# TASK OBJECTIVE
Below are some records; retype all of them exactly.

[Dataset items]
Content starts

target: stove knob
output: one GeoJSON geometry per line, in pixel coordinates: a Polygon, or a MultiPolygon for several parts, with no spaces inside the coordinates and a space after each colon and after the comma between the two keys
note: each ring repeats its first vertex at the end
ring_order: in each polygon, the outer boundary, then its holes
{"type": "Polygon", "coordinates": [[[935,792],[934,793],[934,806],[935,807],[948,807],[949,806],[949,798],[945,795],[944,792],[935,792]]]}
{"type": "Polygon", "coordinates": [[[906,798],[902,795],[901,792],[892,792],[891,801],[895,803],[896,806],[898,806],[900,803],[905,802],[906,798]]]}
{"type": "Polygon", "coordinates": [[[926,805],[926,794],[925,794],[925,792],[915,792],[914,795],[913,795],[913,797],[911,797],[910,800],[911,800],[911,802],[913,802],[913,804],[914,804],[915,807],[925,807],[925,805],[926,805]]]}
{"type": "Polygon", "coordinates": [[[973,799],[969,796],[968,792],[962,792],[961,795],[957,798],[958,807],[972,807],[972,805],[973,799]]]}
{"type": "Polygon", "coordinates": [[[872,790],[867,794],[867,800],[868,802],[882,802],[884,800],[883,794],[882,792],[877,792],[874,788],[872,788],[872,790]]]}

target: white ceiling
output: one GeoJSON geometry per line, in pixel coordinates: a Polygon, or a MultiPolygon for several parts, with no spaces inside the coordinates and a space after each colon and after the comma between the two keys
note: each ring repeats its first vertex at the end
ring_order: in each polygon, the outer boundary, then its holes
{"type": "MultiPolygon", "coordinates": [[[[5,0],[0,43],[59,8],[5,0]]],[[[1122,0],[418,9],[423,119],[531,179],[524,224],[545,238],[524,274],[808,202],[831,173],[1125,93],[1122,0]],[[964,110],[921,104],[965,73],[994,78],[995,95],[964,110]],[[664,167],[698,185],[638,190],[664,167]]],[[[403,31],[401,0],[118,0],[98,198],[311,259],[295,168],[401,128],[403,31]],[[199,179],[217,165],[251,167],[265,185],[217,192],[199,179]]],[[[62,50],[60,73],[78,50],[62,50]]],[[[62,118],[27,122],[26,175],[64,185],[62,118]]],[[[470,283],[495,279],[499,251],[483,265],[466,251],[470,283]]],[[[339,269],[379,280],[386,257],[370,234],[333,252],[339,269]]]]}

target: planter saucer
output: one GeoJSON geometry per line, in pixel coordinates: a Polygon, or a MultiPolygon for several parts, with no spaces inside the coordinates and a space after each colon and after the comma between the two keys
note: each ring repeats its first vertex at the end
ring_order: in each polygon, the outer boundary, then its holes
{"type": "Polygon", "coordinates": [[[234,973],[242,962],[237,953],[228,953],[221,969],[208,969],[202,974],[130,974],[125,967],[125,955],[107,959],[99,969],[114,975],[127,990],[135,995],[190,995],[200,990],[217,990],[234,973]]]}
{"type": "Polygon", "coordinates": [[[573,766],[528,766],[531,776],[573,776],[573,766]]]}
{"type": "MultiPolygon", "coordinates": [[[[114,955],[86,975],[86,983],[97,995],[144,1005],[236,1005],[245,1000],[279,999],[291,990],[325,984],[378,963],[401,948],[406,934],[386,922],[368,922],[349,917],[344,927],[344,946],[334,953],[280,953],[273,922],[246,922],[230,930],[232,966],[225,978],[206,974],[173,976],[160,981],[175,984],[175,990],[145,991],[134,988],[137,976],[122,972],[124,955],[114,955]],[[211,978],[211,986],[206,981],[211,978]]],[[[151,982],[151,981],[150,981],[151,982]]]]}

Content ends

# EXERCISE OUTPUT
target: stove knob
output: one GeoJSON geometry per line, in pixel coordinates: a Polygon, or a MultiPolygon for several parts, with no spaces inside the coordinates and a space after each colon and after the comma between the two keys
note: each ring repeats its first vertex at the end
ring_order: in each polygon, the outer boundary, then its holes
{"type": "Polygon", "coordinates": [[[935,792],[934,793],[934,806],[935,807],[948,807],[949,806],[949,798],[945,795],[944,792],[935,792]]]}
{"type": "Polygon", "coordinates": [[[906,798],[902,795],[901,792],[892,792],[891,801],[895,803],[896,806],[898,806],[900,803],[905,802],[906,798]]]}
{"type": "Polygon", "coordinates": [[[926,805],[926,794],[925,794],[925,792],[915,792],[914,795],[913,795],[913,797],[911,797],[910,800],[911,800],[911,802],[913,802],[913,804],[914,804],[915,807],[925,807],[925,805],[926,805]]]}
{"type": "Polygon", "coordinates": [[[973,799],[969,796],[968,792],[962,792],[961,795],[957,798],[958,807],[972,807],[972,805],[973,799]]]}
{"type": "Polygon", "coordinates": [[[872,790],[867,794],[867,800],[868,802],[882,802],[884,800],[883,794],[882,792],[877,792],[874,788],[872,788],[872,790]]]}

target: white ceiling
output: one GeoJSON geometry per line, in pixel coordinates: a Polygon, or a MultiPolygon for several parts, with no spaces inside the coordinates and a space after each colon and after the comma between the two keys
note: each ring repeats its first vertex at the end
ring_order: in each polygon, the outer boundary, then its holes
{"type": "MultiPolygon", "coordinates": [[[[5,0],[0,43],[59,8],[5,0]]],[[[1122,0],[418,9],[423,119],[531,179],[524,224],[545,238],[524,274],[808,202],[831,173],[1125,93],[1122,0]],[[964,110],[921,104],[965,73],[994,78],[995,95],[964,110]],[[664,167],[698,185],[638,190],[664,167]]],[[[403,31],[401,0],[118,0],[98,198],[311,259],[295,168],[401,128],[403,31]],[[199,179],[217,165],[251,167],[265,185],[217,192],[199,179]]],[[[62,50],[60,73],[78,50],[62,50]]],[[[62,118],[27,122],[26,175],[64,185],[62,118]]],[[[470,283],[495,279],[499,251],[483,265],[466,251],[470,283]]],[[[339,269],[379,280],[386,257],[370,234],[333,252],[339,269]]]]}

target: planter saucer
output: one GeoJSON geometry per line, in pixel coordinates: a Polygon, or a MultiPolygon for several parts, with no spaces inside the coordinates and a space after each colon and after the comma between the two keys
note: each ring repeats its first vertex at the end
ring_order: in each polygon, the outer boundary, then its holes
{"type": "Polygon", "coordinates": [[[234,973],[242,962],[237,953],[228,953],[221,969],[208,969],[202,974],[130,974],[125,967],[125,955],[107,959],[99,969],[114,975],[127,990],[135,995],[190,995],[200,990],[217,990],[234,973]]]}
{"type": "Polygon", "coordinates": [[[573,766],[528,766],[531,776],[573,776],[573,766]]]}
{"type": "MultiPolygon", "coordinates": [[[[114,955],[86,975],[86,983],[97,995],[144,1005],[236,1005],[245,1000],[279,999],[291,990],[325,984],[378,963],[401,948],[406,934],[386,922],[368,922],[349,917],[344,927],[344,946],[334,953],[280,953],[273,922],[246,922],[230,930],[232,966],[225,978],[206,974],[173,976],[160,981],[175,984],[175,990],[145,991],[134,988],[137,976],[122,972],[124,955],[114,955]],[[211,978],[211,986],[206,981],[211,978]]],[[[151,982],[151,981],[150,981],[151,982]]]]}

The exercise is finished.